- **BRIEF**
The data below must be repeated exactly. Leave nothing out.

Segment Start: PROVIDED DATA

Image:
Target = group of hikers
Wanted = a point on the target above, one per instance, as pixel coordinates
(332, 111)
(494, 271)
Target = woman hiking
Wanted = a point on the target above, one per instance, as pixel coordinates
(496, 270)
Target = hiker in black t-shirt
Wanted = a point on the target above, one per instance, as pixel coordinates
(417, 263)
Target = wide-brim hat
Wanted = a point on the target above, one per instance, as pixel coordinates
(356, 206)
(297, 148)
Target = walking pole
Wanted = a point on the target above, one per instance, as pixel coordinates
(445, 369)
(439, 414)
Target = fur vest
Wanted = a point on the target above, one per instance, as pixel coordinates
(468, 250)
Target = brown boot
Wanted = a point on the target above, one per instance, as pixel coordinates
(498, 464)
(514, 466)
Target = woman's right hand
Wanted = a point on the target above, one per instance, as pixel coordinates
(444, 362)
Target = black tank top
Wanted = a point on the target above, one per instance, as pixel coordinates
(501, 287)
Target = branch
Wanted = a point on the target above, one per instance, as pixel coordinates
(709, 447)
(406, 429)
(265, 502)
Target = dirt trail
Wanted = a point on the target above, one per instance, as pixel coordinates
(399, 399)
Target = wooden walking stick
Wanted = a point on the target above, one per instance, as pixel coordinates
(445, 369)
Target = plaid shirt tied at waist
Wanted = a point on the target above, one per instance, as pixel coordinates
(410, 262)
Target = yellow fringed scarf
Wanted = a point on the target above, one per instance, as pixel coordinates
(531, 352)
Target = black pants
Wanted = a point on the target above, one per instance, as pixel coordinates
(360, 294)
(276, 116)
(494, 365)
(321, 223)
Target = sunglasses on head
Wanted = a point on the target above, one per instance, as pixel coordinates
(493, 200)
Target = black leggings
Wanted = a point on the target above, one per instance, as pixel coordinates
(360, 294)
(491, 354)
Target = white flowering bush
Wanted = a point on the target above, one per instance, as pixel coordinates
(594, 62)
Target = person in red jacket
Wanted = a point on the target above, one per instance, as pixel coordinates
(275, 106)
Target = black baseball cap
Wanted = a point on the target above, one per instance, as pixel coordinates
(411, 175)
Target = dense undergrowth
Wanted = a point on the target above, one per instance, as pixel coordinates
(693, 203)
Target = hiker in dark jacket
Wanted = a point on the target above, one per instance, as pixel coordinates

Segment End: PROVIDED DATA

- **WORKED SOLUTION**
Image:
Target = group of hikers
Wanted = a point on the target above, one per instance, as pixel coordinates
(332, 111)
(494, 271)
Target = woman hiking
Wanted = a point on the target above, one per instance, as pixel coordinates
(496, 270)
Target = hiker in black t-shirt
Wanted = a point on the target above, one per instance, as pixel coordinates
(417, 263)
Target = wide-brim hat
Wanted = a point on the target above, one per instance, as pixel coordinates
(356, 206)
(297, 148)
Target = walking pole
Wanted = a point on the target above, one per instance, as pixel coordinates
(445, 369)
(439, 414)
Target = fur vest
Wanted = a point on the target above, one per instance, as pixel coordinates
(468, 250)
Target = brown boot
Wanted = a point on the target above, one per instance, as pixel coordinates
(498, 464)
(514, 466)
Target = woman's right hand
Wanted = a point on the target above, one per instance, as pixel coordinates
(444, 362)
Target = black tank top
Wanted = a point on the target above, one per instance, as pixel coordinates
(501, 287)
Target = branch
Wanted = a point on the target above, one per instance, as pixel coordinates
(709, 447)
(406, 429)
(265, 502)
Target = dirt trail
Wanted = a point on the target above, one per instance, as pixel coordinates
(399, 399)
Target = wooden walking stick
Wanted = a point on the target above, one per instance, as pixel coordinates
(445, 369)
Target = plaid shirt tied at waist
Wanted = a point on the target above, one per instance, as pixel coordinates
(410, 262)
Target = yellow fringed scarf
Wanted = a point on the target above, one per instance, as pixel coordinates
(531, 352)
Target = black pants
Wanted = a point on the target above, one per instance, as pixel coordinates
(360, 294)
(276, 116)
(494, 365)
(321, 223)
Target = sunglasses on head
Wanted = a point on the target above, one per instance, as pixel coordinates
(493, 200)
Target = black leggings
Wanted = a point on the target above, one per instance, as pixel coordinates
(360, 294)
(491, 354)
Target = white flowering bush
Wanted = a point on the target above, one per instance, as pixel coordinates
(594, 62)
Target = person in red jacket
Wanted = a point on the target above, one per instance, as pixel coordinates
(275, 106)
Target = black baseball cap
Wanted = a point on the target above, one per instance, as pixel coordinates
(411, 175)
Target = dense undergrowth
Wanted = a point on the target above, one per instance, as pixel coordinates
(693, 203)
Target = hiker in dark jacket
Wanted = a point on the target above, one per instance, as pixel coordinates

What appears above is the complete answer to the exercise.